__Selected passage__:
#####

The use of gate sizing to minimize the energy of a fixed length inverter chain is shown in Fig. 1a. Initially, when the circuit is sized for minimum delay, all stages have the same delay. Due to the geometric progression in size, most of the energy is dissipated in the last few stages, with the largest energy stored in the final load. Starting from the minimal delay point where all of the sensitivities are infinite, we change the gate sizes along the chain so that all of the sensitivities decrease equally. This, in turn, leads to an increase in effective fanout toward the output where most of the energy is consumed, as shown in Eq. (5). Therefore, the biggest energy savings for a fixed delay increase are achieved by downsizing the largest gates in the chain first. The optimal size of stage i is derived in Eq. (8). The expression is similar to that in [8] and directly follows from Eq. (5a).

$$W_i = \frac{W_i^{nom}}{\sqrt{1 + \frac{ec_{i-1}}{S_W \cdot \tau_{nom}}}} \tag{8}$$

In the above formula,  $W_i^{nom}$  is the size of stage i that results in the minimum delay of the chain [3]. In an energy-efficient design, sizing sensitivity of all stages  $S_W$  is equal and also a function of the delay constraint.



Sizing: a) fixed, b) variable number of stages

If the number of stages can be varied, the delay constraint may be met with a fewer number of stages leading to a greater energy reduction. Intuitively, as the final stage is downsized to gain the biggest energy savings for a given delay increase, the size and number of the remaining stages adjust to meet the delay constraint, Fig. 1b [19]. It is important to realize, due to geometric progression in size in an inverter chain, that most of the energy is consumed in driving the fixed final load, and the maximum energy saving from sizing is limited to about 30%.

#####

__To do__:
1. Translate this sentence from the inverter chain passage into Spanish: "Therefore, the biggest energy savings for a fixed delay increase are achieved by downsizing the largest gates in the chain first."
2. Answer briefly from the inverter chain passage:
(a) When the circuit is sized for minimum delay, how do the delays of the stages compare?
(b) If the number of stages can be varied, how may the delay constraint be met?
(c) To roughly what figure is the maximum energy saving from sizing limited?
3. Continue the inverter chain passage from its final sentence.

#####

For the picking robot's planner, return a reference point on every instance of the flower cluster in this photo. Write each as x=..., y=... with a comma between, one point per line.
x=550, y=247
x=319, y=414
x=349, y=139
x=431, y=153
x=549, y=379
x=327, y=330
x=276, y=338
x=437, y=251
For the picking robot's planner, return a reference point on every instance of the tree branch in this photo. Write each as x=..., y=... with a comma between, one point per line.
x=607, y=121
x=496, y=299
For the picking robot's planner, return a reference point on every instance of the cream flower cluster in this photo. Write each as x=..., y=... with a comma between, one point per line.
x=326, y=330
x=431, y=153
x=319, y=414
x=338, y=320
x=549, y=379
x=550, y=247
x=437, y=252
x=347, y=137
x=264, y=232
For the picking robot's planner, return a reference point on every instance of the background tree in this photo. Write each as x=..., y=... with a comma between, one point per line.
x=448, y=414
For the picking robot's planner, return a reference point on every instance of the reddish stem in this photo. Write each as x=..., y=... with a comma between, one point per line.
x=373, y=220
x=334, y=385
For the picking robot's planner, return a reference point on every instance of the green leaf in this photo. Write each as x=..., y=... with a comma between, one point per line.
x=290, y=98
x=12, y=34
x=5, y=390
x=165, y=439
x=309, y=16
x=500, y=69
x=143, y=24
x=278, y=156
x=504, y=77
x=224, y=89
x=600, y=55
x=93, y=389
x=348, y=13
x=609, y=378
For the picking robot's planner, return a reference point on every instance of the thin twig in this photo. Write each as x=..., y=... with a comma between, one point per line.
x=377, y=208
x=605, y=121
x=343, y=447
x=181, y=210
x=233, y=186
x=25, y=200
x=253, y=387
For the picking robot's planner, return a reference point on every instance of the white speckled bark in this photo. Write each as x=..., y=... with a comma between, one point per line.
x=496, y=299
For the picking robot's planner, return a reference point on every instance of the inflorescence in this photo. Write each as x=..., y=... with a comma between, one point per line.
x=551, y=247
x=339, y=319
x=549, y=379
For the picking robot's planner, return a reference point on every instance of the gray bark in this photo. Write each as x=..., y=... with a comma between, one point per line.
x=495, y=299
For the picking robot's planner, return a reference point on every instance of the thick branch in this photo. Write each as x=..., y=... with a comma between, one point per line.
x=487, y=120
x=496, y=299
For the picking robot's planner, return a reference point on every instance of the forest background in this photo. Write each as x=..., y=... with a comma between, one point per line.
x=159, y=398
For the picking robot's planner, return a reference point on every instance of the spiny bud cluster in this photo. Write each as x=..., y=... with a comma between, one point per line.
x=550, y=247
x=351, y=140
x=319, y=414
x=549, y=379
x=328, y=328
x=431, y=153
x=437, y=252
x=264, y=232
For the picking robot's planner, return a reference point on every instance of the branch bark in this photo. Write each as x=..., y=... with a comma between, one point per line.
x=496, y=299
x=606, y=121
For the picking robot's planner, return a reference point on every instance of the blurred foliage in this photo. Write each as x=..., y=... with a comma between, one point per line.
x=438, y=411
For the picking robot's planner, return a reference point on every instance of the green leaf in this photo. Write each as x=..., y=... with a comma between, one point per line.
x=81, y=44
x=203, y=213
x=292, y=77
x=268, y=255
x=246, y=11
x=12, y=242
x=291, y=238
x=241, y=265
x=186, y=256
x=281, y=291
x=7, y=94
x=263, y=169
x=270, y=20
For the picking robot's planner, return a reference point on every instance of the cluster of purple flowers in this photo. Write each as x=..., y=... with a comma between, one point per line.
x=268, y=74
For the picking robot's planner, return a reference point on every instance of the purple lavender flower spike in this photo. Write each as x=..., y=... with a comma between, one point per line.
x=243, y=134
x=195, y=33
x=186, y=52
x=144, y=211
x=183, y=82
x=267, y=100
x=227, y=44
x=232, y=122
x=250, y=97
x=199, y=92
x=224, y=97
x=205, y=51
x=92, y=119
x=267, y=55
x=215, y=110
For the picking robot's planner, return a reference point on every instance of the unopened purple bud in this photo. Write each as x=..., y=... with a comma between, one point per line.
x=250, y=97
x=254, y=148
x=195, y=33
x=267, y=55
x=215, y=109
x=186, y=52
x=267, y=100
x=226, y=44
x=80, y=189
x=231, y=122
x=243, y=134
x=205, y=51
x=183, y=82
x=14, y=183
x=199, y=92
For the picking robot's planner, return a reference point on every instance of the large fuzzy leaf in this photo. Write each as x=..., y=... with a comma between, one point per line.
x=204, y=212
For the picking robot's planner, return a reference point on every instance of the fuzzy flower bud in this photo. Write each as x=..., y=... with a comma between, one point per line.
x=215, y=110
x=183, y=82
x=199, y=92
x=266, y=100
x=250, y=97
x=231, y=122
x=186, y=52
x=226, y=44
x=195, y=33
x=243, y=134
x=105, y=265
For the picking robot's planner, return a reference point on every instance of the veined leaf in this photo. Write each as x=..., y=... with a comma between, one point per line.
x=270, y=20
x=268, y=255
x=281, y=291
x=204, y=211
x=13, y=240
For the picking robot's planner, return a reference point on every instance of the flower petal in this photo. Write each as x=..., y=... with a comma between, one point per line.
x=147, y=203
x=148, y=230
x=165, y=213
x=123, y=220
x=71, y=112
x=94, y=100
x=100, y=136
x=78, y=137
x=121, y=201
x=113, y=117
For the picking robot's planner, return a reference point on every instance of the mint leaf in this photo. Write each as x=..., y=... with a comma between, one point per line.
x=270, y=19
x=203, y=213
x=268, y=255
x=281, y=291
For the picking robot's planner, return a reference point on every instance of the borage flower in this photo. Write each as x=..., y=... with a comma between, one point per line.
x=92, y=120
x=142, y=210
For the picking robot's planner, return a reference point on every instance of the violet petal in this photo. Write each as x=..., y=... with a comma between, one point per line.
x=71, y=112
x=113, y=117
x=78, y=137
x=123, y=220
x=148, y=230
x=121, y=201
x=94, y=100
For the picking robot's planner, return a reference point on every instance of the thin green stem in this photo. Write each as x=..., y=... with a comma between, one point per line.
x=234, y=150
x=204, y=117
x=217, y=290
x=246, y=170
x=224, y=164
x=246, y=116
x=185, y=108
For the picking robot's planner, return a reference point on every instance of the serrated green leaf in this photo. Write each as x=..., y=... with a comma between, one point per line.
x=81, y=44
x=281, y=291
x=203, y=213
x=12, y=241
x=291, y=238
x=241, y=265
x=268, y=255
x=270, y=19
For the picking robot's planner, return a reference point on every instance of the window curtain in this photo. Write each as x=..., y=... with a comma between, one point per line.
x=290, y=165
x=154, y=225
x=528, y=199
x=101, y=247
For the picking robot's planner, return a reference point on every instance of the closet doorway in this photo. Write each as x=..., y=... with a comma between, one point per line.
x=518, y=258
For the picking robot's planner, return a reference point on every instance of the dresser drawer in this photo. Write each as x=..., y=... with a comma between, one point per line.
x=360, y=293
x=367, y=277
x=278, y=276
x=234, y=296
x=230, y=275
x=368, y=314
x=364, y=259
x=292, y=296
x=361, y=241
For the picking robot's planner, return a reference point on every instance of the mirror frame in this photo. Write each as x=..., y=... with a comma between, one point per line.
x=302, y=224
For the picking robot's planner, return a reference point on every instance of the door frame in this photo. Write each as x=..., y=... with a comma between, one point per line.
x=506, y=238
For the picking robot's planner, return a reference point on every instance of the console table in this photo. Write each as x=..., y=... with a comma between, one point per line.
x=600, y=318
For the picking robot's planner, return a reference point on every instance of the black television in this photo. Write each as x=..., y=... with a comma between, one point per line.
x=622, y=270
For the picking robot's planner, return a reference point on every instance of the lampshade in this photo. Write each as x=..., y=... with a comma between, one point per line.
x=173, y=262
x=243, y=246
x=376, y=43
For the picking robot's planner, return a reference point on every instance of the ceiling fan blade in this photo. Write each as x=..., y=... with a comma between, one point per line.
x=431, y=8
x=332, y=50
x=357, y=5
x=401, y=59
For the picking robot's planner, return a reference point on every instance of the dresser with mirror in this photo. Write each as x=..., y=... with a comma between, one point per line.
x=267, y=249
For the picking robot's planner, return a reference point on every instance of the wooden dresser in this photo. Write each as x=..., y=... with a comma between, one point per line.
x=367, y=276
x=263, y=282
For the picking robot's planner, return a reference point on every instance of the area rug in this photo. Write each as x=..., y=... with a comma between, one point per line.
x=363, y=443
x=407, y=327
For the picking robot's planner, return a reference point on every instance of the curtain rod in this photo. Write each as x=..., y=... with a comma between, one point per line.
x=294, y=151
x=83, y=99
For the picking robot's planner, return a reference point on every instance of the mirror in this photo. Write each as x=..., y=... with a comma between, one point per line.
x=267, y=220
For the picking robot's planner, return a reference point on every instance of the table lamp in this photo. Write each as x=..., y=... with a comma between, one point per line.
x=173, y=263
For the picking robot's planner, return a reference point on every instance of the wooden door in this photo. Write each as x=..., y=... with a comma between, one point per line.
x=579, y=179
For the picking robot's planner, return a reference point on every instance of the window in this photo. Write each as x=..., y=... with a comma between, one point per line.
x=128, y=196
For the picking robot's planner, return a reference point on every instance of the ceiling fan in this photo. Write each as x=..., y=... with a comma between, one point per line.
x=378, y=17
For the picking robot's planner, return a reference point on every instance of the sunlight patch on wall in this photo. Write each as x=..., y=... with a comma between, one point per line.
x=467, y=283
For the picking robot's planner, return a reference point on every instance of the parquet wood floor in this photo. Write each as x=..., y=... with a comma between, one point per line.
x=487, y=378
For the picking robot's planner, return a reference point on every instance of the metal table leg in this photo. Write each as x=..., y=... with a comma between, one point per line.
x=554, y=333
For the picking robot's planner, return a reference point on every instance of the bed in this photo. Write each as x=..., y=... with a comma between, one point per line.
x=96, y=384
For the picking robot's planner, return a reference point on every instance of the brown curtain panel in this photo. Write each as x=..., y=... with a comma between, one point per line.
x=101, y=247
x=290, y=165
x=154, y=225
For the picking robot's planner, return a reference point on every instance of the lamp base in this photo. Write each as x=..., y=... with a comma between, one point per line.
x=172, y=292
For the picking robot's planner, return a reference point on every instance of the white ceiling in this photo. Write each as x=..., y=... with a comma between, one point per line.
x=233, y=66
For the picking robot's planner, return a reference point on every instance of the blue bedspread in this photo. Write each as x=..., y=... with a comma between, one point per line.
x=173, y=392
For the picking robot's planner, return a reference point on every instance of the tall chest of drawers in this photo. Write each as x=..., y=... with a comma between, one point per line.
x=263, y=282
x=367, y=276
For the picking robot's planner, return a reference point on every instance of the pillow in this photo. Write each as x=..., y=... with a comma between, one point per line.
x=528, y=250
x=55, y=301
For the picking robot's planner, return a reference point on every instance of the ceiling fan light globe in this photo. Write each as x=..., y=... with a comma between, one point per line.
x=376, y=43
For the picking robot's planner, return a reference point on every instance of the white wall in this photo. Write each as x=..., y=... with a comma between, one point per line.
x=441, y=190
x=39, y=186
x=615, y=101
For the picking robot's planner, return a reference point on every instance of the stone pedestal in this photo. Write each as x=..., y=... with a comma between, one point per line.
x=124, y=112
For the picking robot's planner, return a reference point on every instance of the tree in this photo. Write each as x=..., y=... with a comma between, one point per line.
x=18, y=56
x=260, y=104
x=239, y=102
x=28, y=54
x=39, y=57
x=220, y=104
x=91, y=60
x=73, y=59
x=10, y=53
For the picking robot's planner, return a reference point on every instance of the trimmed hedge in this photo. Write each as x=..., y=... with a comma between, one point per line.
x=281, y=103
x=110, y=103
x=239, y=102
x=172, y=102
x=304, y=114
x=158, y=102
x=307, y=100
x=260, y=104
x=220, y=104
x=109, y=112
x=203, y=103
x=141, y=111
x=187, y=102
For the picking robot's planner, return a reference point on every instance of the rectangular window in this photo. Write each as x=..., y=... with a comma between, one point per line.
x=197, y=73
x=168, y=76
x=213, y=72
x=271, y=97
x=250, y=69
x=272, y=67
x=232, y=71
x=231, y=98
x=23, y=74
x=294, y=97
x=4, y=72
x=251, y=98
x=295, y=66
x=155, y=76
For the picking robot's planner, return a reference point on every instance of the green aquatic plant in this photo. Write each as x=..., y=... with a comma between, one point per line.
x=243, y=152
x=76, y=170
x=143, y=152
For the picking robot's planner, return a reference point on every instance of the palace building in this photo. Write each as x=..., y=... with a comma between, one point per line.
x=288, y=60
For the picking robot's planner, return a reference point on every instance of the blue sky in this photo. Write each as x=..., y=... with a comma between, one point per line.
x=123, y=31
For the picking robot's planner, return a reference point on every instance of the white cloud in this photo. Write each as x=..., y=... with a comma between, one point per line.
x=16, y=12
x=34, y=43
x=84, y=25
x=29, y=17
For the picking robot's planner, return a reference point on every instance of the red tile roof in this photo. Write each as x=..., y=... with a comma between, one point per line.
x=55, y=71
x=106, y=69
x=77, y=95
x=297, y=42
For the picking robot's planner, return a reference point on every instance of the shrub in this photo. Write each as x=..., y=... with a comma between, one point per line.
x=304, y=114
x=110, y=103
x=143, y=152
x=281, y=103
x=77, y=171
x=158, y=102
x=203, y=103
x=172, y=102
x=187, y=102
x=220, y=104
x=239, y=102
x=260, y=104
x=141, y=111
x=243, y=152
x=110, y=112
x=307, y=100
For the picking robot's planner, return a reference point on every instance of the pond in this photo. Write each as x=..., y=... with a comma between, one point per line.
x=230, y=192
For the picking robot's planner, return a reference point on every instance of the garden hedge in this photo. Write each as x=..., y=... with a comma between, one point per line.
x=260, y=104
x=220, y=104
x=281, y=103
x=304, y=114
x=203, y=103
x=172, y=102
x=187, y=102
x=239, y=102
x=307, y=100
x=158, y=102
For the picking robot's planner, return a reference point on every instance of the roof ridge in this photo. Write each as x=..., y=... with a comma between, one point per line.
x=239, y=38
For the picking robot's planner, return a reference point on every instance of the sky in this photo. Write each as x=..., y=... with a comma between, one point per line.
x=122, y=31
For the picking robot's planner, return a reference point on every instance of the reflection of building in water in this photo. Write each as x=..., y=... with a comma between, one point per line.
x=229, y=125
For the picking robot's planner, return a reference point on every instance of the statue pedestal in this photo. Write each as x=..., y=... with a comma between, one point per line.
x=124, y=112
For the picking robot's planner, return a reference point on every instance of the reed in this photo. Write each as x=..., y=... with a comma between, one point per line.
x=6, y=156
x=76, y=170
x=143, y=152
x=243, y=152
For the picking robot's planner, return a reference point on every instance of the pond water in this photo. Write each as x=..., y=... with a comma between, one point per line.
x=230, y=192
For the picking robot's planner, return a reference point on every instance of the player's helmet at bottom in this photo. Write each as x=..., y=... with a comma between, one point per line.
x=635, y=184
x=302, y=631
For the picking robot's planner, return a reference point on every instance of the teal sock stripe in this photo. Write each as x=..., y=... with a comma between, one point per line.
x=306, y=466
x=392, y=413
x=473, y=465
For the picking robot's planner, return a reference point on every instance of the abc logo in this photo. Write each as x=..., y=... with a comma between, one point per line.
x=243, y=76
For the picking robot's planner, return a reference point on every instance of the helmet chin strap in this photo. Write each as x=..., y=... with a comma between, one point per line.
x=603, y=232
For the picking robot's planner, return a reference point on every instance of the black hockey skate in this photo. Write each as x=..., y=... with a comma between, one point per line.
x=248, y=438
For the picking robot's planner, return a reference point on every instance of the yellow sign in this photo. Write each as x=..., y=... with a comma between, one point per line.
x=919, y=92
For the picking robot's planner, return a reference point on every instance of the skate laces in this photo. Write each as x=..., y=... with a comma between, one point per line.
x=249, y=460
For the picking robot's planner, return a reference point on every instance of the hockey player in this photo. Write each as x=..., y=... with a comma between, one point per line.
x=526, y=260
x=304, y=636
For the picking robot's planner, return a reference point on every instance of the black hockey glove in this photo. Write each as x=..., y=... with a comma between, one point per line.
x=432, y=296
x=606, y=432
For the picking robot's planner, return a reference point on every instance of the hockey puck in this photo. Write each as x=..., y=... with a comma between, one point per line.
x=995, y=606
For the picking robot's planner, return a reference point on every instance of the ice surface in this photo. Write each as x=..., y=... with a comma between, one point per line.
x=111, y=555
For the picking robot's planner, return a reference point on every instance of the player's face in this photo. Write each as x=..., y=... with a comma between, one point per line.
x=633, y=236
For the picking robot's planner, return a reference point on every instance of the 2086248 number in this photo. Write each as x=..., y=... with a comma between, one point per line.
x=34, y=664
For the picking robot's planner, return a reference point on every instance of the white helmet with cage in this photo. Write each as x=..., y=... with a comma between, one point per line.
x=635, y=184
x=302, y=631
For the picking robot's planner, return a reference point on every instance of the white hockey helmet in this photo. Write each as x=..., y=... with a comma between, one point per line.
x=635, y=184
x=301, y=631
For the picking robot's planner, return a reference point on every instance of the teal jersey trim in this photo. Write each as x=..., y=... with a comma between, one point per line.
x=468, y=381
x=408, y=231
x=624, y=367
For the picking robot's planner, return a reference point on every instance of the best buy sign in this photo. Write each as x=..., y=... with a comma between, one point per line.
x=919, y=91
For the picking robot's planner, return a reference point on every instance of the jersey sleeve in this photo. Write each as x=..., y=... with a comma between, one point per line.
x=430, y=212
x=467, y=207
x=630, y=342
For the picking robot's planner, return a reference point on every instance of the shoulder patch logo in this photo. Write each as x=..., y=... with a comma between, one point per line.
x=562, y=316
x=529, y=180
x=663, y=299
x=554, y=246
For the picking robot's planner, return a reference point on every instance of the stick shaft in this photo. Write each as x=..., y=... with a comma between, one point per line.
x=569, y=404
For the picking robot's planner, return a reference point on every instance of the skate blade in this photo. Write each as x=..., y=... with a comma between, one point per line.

#####

__Answers by task__:
1. Por lo tanto, el mayor ahorro de energía para un aumento fijo del retardo se logra reduciendo primero el tamaño de las compuertas más grandes de la cadena.

2.
(a) All stages have the same delay.
(b) With fewer stages, which leads to a greater energy reduction.
(c) About 30%.

3.
#### 4.1.2. Supply Optimization – Mechanisms

Unlike sizing, scaling the supply directly affects the energy needed to charge the final load capacitance, and therefore can have a larger effect on the total energy. For illustration, we show supply optimization on a per-stage basis in the inverter chain. Our assumption here is that the supply voltage can only decrease from the input toward the output to avoid level conversion inside the block. In the nominal case, in which the delay of each stage is equal, the supply sensitivity of each stage depends only on the energy of that stage, as indicated in Eq. (6a). As in sizing, supply voltage optimization adds incremental delays, first to the stages with the highest energy consumption (stages toward the end of the chain), while increasing the effective fanout of these stages by lowering their supply voltage. Figure 2 shows the optimized per-stage supply and the resulting effective fanout.



Fig. 2. Per-stage supply, variable number of stages

Compared to sizing, the supply optimization requires less change in the effective fanout for the same energy reduction. In practical designs, the effective fanout of the gate is bounded by the signal slope constraints to around 10-15.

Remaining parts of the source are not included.